**Material for this task**
::::::::
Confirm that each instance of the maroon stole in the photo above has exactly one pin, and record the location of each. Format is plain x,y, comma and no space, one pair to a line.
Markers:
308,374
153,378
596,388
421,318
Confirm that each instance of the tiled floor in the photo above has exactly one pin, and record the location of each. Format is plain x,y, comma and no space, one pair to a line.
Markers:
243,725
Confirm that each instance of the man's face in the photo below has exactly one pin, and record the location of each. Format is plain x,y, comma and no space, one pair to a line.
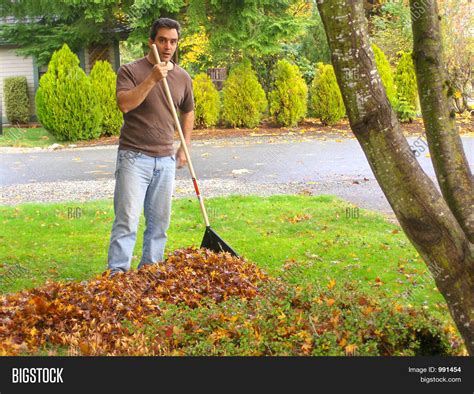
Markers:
166,41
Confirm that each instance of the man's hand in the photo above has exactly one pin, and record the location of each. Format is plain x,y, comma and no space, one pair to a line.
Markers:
159,71
181,157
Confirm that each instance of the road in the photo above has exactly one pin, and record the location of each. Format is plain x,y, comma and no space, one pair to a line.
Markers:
331,166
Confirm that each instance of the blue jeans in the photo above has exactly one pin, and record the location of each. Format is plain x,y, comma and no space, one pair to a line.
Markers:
145,182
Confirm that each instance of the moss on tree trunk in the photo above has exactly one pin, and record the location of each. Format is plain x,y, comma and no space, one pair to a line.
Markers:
422,212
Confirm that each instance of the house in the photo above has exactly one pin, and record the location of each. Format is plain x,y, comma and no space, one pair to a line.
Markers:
::::::::
**Task goal**
All that is wanted is the set of lines from the one with "Confirm that each instance of the moss" through the last line of the entries, both included, output exactly.

**Answer area**
Confirm that each instance of the moss on tree trunk in the photo above has exactly one pin, and record the location of each. Format is plain x,y, comma and no space, one pair to a line.
Markers:
422,212
Confirm that each instance of the house in the photo above has exactly one pin, and record the location of each. Format is plain x,y, comma and no space, one pair to a line.
Markers:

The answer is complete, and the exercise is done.